→ **TO DO**
Copy the following data without changes, starting at the line that contains "Could you kindly pick out the beetroot" and ending at the last line of the data, with both ends included.

→ **INFORMATION SUPPLIED**

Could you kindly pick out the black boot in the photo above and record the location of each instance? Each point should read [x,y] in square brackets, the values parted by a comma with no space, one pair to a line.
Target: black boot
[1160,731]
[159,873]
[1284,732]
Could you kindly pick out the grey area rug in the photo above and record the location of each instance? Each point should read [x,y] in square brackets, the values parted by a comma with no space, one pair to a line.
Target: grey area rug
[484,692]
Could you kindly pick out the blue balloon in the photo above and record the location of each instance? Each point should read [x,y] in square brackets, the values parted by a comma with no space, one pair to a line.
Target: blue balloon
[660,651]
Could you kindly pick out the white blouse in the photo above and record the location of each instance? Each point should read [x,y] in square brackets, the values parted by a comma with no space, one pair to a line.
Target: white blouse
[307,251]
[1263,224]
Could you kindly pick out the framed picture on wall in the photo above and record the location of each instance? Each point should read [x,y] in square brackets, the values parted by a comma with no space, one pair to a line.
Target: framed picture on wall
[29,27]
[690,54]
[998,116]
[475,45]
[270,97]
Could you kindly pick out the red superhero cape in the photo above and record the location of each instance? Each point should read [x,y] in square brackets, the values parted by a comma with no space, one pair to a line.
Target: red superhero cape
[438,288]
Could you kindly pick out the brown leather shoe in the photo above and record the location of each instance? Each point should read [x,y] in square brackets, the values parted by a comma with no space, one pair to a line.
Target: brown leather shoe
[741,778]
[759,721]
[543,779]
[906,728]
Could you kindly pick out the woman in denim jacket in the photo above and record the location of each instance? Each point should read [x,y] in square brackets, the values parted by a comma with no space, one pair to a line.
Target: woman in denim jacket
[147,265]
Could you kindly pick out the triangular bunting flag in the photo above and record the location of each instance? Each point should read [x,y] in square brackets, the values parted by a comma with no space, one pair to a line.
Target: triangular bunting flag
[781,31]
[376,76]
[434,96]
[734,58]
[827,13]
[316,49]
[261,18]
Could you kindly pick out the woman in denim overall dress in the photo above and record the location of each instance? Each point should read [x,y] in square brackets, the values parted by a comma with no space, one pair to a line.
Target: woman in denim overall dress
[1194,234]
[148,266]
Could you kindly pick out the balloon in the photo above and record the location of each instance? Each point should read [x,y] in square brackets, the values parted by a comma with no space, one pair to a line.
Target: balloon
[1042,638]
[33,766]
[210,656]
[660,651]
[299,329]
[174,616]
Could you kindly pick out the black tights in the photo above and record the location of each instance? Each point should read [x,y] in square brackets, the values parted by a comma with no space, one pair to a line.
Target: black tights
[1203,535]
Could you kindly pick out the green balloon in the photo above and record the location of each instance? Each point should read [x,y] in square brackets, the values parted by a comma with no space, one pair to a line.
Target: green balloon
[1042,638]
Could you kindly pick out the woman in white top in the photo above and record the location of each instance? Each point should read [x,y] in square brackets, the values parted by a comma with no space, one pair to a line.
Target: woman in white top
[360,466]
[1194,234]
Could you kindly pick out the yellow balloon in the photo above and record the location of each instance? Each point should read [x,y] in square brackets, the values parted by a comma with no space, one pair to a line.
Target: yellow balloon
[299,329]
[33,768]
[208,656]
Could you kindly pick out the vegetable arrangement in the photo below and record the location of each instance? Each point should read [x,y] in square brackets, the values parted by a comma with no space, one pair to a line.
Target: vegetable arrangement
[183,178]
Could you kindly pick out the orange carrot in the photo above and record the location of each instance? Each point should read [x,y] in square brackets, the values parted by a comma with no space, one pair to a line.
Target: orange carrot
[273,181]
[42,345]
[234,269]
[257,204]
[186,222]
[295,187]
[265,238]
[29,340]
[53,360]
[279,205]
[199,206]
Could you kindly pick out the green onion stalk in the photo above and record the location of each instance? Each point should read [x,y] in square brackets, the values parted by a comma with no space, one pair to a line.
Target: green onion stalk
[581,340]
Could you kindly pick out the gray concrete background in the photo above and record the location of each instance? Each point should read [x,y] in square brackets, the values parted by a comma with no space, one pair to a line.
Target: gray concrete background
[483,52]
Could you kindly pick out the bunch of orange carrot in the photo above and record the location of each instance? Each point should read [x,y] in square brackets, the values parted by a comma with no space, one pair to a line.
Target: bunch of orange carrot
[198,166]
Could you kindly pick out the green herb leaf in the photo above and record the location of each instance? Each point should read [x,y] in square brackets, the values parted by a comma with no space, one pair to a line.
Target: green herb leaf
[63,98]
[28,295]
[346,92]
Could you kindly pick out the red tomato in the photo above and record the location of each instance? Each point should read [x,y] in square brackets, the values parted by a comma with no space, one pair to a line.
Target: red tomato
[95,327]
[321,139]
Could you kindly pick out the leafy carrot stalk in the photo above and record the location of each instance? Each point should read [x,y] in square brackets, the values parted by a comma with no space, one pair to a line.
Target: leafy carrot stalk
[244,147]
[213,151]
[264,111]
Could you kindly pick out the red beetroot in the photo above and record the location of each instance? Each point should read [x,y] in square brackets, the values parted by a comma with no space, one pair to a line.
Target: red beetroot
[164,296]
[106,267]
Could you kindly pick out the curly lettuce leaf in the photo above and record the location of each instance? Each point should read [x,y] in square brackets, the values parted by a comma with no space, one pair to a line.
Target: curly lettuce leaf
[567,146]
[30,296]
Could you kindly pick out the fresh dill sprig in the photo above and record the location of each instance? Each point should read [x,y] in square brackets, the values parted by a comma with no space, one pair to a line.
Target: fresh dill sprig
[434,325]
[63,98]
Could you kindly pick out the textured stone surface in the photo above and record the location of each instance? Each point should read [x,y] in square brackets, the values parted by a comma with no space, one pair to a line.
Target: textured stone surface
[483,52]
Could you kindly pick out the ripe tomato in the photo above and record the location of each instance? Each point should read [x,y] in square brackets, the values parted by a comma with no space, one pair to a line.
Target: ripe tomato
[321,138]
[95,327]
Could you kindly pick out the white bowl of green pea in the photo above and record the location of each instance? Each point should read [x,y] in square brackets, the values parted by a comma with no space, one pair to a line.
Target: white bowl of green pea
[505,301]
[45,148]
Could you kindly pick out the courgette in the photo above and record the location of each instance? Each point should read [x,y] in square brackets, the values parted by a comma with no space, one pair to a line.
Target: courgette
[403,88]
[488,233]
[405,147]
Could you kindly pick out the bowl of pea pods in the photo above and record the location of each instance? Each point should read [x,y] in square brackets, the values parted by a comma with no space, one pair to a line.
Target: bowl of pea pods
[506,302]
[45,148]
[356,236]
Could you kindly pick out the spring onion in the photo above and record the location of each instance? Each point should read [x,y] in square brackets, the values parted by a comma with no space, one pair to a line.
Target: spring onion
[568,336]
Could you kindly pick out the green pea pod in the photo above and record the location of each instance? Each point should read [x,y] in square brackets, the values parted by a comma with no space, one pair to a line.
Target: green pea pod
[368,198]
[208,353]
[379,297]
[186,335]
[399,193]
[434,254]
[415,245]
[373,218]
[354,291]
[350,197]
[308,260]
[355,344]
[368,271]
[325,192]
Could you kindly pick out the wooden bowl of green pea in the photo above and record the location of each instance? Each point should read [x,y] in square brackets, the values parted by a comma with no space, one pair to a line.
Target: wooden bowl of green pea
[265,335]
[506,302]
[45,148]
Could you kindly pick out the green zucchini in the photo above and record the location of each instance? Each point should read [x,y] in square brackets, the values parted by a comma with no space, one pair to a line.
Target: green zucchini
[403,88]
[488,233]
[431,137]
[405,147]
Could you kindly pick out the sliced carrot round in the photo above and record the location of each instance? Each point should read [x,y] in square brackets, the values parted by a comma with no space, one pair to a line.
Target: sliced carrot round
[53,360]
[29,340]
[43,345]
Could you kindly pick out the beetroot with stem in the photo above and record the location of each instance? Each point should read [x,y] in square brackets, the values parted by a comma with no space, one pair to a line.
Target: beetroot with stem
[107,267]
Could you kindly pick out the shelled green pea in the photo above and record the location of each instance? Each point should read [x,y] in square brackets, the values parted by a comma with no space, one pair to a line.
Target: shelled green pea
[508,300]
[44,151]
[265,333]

→ **ANSWER FOR THE TASK**
Could you kindly pick out the beetroot with stem in the photo above and record the location of each instance? Each point should read [x,y] in square brackets, the values parted by a comma with no space, one pair to a line.
Target: beetroot with stem
[107,267]
Could you kindly pick out the shelled green pea in the photo above and record the location of each instance? Each point should read [x,y] in square brackets, the values parted by a comma with no space, one pair to a line.
Target: shelled green pea
[508,300]
[44,151]
[265,333]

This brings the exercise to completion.